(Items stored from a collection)
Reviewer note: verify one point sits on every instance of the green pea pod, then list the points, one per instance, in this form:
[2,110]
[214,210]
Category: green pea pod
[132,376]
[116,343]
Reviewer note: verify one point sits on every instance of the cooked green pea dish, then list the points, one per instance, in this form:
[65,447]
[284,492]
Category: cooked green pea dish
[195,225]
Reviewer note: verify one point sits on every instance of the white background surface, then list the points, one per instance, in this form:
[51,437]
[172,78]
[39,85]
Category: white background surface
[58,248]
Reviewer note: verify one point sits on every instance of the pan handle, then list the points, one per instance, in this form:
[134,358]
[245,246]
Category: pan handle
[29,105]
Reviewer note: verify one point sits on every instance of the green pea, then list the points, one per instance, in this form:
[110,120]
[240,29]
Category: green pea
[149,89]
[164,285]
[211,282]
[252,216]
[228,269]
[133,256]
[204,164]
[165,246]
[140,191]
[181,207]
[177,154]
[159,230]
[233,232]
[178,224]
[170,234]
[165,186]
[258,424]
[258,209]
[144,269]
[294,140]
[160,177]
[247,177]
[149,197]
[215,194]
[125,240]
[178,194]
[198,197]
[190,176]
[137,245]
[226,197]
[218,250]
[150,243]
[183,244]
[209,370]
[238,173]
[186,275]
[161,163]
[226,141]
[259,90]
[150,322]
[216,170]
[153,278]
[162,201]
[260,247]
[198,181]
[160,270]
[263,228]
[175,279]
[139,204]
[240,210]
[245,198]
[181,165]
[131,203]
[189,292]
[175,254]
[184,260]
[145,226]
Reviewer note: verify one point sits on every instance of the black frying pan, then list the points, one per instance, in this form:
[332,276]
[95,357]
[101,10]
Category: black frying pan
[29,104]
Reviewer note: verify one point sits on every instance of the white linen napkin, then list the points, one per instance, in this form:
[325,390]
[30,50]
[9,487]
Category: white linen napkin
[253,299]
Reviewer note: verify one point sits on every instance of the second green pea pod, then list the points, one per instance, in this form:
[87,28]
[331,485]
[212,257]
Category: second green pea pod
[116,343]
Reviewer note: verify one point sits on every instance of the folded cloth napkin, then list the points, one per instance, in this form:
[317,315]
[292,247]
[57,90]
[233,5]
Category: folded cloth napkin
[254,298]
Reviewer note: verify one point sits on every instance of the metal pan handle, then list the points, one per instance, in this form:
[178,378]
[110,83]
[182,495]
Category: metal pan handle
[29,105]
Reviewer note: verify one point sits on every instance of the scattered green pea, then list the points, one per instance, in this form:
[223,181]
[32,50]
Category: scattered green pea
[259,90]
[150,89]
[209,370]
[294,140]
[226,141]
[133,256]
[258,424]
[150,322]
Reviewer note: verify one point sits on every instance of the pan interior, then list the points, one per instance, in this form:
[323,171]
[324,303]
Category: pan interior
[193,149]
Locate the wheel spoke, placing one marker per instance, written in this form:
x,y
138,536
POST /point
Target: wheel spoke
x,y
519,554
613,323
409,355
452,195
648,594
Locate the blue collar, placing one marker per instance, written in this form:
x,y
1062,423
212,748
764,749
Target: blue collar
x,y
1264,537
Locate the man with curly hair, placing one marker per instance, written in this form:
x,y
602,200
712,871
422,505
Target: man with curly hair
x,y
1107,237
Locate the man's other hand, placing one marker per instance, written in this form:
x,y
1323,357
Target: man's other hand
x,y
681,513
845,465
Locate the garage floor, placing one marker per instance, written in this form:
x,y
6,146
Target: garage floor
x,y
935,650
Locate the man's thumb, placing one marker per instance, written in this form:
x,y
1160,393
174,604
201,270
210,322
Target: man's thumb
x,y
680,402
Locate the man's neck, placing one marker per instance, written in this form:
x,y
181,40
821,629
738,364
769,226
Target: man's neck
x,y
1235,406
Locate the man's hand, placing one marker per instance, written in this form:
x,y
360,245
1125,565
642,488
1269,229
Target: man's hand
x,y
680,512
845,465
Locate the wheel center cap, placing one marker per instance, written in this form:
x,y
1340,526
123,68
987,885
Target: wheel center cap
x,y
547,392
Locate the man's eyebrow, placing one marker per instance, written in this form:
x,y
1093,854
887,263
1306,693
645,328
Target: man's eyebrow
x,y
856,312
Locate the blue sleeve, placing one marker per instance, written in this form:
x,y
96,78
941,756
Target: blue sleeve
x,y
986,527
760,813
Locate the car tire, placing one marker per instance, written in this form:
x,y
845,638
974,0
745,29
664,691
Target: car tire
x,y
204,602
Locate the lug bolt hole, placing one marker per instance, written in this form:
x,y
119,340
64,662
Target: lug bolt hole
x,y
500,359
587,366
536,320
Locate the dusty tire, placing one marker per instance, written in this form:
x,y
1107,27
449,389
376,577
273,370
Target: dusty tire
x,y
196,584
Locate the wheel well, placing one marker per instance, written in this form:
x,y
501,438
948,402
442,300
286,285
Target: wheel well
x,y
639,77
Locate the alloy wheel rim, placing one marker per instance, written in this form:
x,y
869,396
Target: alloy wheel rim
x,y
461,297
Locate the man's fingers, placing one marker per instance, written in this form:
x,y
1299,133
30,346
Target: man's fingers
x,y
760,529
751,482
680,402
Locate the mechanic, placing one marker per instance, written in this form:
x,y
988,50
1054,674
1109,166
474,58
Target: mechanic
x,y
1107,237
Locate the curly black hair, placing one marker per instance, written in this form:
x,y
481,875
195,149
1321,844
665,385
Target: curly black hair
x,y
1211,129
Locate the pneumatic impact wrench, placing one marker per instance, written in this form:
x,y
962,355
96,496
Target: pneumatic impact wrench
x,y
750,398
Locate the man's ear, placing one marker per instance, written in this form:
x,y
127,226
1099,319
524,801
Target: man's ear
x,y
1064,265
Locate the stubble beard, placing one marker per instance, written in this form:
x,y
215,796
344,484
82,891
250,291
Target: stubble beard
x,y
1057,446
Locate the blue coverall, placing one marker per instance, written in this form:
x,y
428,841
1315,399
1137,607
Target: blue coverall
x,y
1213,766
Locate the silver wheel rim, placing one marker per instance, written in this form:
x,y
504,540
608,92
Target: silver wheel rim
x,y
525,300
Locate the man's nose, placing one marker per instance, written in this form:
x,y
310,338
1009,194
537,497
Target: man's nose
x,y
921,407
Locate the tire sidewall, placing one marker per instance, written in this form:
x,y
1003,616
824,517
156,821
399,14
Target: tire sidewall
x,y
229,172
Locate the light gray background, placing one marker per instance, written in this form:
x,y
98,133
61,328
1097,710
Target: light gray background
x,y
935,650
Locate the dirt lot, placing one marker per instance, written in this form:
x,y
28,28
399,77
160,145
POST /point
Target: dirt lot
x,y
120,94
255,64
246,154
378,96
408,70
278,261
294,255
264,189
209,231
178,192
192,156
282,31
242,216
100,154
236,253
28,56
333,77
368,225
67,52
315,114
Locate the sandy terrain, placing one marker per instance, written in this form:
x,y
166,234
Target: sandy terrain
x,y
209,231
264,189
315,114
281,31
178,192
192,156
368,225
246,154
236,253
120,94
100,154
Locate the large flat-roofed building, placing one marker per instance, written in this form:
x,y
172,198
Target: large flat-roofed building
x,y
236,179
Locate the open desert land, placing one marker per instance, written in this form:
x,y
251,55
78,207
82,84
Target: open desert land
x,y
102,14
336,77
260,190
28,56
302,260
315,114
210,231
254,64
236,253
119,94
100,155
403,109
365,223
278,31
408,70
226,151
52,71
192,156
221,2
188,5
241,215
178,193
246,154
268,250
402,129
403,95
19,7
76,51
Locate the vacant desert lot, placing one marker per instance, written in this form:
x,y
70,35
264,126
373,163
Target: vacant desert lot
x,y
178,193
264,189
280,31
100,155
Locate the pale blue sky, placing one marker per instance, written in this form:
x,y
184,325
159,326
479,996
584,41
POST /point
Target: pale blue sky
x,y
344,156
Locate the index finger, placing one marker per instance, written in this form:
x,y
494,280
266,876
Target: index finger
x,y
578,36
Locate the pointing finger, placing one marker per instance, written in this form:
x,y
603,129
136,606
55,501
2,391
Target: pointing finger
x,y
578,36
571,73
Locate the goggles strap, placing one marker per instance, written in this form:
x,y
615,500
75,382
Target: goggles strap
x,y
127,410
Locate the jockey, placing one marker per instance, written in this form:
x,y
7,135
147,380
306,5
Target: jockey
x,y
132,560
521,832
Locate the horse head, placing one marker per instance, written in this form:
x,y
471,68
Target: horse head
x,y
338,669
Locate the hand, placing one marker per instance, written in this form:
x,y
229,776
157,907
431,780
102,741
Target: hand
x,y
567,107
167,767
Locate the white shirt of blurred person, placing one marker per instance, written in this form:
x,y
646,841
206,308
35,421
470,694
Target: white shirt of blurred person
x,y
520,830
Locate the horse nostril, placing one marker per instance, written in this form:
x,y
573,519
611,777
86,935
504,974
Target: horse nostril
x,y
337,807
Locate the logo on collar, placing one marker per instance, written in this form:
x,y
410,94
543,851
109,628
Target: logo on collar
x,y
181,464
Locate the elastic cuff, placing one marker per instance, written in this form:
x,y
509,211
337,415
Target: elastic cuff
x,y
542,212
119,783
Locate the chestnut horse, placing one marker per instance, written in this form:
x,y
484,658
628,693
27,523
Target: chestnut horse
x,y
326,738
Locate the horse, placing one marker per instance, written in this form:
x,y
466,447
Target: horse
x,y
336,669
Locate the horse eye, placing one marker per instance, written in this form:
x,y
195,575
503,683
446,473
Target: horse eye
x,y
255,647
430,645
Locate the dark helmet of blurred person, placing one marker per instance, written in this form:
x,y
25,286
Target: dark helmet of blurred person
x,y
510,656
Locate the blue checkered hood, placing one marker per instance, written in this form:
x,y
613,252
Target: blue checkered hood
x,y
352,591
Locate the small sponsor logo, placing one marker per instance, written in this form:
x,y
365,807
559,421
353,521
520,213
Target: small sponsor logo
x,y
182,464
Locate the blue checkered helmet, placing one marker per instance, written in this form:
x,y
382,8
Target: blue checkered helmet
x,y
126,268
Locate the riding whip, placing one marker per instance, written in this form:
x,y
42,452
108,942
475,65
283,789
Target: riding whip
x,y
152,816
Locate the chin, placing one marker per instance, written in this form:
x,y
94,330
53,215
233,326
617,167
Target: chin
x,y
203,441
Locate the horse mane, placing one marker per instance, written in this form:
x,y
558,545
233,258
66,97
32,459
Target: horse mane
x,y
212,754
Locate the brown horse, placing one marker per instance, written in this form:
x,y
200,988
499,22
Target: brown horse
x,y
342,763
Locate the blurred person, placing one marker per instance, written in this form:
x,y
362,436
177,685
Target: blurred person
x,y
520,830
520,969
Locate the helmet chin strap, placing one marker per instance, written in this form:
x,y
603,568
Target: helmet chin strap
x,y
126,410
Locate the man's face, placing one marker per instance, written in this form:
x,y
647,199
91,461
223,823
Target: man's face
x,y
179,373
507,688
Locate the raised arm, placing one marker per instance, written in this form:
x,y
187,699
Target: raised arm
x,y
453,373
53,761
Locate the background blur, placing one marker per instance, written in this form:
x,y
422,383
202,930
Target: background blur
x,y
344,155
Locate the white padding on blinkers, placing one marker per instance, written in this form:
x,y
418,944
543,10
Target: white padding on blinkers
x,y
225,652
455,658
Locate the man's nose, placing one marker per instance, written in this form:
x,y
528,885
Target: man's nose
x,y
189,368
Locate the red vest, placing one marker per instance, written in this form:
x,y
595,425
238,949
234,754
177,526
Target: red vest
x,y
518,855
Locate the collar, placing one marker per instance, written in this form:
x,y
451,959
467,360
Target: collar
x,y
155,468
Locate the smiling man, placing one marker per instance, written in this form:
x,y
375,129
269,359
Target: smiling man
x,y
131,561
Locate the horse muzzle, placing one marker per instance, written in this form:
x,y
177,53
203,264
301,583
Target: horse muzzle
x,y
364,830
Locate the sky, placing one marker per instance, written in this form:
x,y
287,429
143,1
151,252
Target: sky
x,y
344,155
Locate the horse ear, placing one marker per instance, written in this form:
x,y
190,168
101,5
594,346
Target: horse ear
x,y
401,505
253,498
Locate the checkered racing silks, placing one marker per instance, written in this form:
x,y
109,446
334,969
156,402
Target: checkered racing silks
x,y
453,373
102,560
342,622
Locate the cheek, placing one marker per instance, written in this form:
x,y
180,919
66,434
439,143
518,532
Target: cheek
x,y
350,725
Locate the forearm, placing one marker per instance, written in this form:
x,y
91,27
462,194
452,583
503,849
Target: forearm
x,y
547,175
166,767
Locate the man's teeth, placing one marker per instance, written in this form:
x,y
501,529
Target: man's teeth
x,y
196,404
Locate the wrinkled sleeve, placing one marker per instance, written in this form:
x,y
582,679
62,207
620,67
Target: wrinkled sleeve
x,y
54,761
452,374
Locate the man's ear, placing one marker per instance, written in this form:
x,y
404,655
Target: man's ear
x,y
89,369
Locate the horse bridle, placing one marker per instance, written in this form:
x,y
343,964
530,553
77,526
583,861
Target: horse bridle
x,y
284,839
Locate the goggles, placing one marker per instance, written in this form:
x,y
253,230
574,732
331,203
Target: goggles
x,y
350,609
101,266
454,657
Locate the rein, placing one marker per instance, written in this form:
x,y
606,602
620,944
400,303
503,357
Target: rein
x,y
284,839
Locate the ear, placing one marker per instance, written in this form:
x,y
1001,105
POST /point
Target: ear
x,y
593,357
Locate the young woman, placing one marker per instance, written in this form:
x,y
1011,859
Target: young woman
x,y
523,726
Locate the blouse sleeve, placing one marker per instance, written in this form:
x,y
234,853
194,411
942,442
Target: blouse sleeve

## Task prompt
Print the listing word for word, starting with the line that contains "Locate the horse bridle, placing" and continuing through the end of the listing.

## Output for this task
Locate the horse bridle, placing one marker per instance, written in this form:
x,y
343,964
530,553
77,526
583,861
Target: horse bridle
x,y
284,839
Locate the goggles, placing one marker per instance, written in this form:
x,y
253,230
574,732
331,203
Target: goggles
x,y
350,609
101,266
454,657
Locate the rein, placing one marker per instance, written in this form:
x,y
606,602
620,944
400,303
503,357
Target: rein
x,y
284,839
Locate the ear, placing one marker per instance, written in this form:
x,y
1001,105
POST /point
Target: ear
x,y
593,357
Locate the young woman, placing one marker per instance, written in this form:
x,y
1011,859
Target: young woman
x,y
523,726
Locate the blouse sleeve, placing one marker per instance, written in this form:
x,y
234,853
194,411
942,442
Target: blouse sleeve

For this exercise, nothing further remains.